* **Exercise directions**: All that is needed is the listing, transcribed exactly and in full.

* **Study material**:
------------------------------------------------------------

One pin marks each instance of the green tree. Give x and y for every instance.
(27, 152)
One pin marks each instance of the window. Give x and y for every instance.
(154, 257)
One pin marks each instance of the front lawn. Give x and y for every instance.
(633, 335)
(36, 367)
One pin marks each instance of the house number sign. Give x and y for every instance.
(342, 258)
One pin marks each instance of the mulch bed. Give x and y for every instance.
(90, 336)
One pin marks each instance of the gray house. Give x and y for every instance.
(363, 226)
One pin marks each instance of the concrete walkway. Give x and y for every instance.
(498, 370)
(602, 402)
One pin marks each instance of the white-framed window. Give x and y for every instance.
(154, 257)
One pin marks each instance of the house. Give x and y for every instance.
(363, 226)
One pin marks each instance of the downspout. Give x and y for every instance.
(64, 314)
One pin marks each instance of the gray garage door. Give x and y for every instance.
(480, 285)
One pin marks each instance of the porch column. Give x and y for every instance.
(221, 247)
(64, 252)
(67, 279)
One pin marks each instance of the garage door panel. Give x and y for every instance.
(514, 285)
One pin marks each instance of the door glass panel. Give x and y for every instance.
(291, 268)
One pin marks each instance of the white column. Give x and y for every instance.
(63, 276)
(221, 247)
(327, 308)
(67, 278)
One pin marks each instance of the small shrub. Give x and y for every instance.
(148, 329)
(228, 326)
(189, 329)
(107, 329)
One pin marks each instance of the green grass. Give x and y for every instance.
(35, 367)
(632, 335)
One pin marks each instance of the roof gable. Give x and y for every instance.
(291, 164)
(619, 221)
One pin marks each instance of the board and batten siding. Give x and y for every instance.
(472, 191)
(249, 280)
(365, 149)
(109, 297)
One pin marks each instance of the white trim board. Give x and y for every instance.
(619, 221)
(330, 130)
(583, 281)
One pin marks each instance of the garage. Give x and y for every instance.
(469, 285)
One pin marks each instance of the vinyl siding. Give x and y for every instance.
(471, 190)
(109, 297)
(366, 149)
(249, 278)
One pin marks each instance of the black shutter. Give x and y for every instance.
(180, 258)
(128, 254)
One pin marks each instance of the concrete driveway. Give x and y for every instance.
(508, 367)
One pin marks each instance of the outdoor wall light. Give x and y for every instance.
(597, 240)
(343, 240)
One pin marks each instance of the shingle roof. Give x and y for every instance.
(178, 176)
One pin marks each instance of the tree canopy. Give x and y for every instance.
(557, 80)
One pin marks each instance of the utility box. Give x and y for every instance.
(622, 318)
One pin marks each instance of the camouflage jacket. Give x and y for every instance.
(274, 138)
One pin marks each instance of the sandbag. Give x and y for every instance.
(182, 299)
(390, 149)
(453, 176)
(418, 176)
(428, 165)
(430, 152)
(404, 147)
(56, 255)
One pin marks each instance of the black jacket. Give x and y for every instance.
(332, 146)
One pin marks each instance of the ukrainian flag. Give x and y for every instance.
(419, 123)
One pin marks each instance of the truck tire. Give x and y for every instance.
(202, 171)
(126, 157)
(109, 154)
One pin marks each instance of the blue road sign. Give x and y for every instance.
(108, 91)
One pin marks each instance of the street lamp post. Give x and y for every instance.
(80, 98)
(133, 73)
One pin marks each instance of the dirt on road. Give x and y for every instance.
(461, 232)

------------------------------------------------------------

* **Solution below**:
One pin marks each instance of the green tree. Give x and y for every instance.
(27, 152)
One pin marks each instance of the window. Give x and y for every instance.
(154, 257)
One pin marks each instance of the front lawn. Give x and y for every instance.
(633, 335)
(36, 367)
One pin marks each instance of the house number sign. Give x and y for every instance.
(342, 258)
One pin marks each instance of the mulch bed. Give x and y for every instance.
(90, 336)
One pin marks each instance of the gray house. Give x and y for every instance.
(363, 226)
One pin marks each instance of the concrete walkway. Give x and y for every instance.
(498, 370)
(602, 402)
One pin marks each instance of the white-framed window. Give x and y for every instance.
(154, 257)
One pin marks each instance of the house. Give x and y for every instance.
(363, 226)
One pin marks each instance of the downspout. Give x and y for every instance.
(64, 314)
One pin marks each instance of the gray garage door. Give x and y for every instance.
(480, 285)
One pin marks each instance of the porch column. Give x and y for every instance.
(221, 247)
(64, 252)
(67, 279)
One pin marks each instance of the garage door panel. Give x and y for every instance.
(514, 285)
One pin marks each instance of the door glass panel. Give x and y for every instance.
(291, 268)
One pin marks each instance of the white column. Give x and y for every instance.
(63, 276)
(221, 247)
(327, 308)
(67, 278)
One pin marks each instance of the small shrub. Give x and y for every instance.
(148, 329)
(228, 326)
(189, 329)
(107, 329)
One pin marks each instance of the green grass. Give x and y for every instance.
(35, 367)
(632, 335)
One pin marks each instance of the roof gable. Give x and y for every instance.
(291, 164)
(619, 221)
One pin marks each instance of the board and batten siding. Give x and y for every instance.
(472, 191)
(249, 280)
(365, 149)
(109, 297)
One pin marks each instance of the white trim board. Give x and y for every instance.
(619, 221)
(330, 130)
(583, 281)
One pin marks each instance of the garage. Give x and y for every instance.
(469, 285)
One pin marks each instance of the vinyl siding. Give x and y for every instance.
(471, 190)
(109, 297)
(366, 149)
(249, 278)
One pin marks each instance of the black shutter. Give x and y for every instance.
(180, 258)
(128, 254)
One pin marks each instance of the concrete driveway. Give x and y for every instance.
(508, 367)
One pin marks each instance of the outdoor wall light. Give x and y for every instance.
(597, 240)
(343, 240)
One pin marks each instance of the shingle roof. Give x and y for every instance.
(178, 176)
One pin marks each instance of the tree canopy. Give x and y for every instance.
(557, 80)
One pin marks each instance of the utility box. Give x and y for every instance.
(622, 318)
One pin marks each instance of the camouflage jacket. Give x and y for every instance.
(274, 138)
One pin marks each instance of the sandbag. Give x and y for every instance.
(182, 299)
(390, 149)
(453, 176)
(418, 176)
(428, 165)
(430, 152)
(404, 147)
(56, 255)
One pin marks each instance of the black jacket. Give x and y for every instance.
(332, 146)
One pin marks each instance of the ukrainian flag. Give x and y for every instance.
(419, 123)
One pin marks each instance of the truck tire. Give x and y for every instance.
(202, 171)
(126, 157)
(109, 154)
One pin marks each instance of the blue road sign. Give x and y for every instance.
(108, 91)
One pin marks each instance of the street lamp post. Give x and y for every instance.
(80, 98)
(133, 73)
One pin marks each instance of the dirt on road. Give x and y for every instance.
(461, 232)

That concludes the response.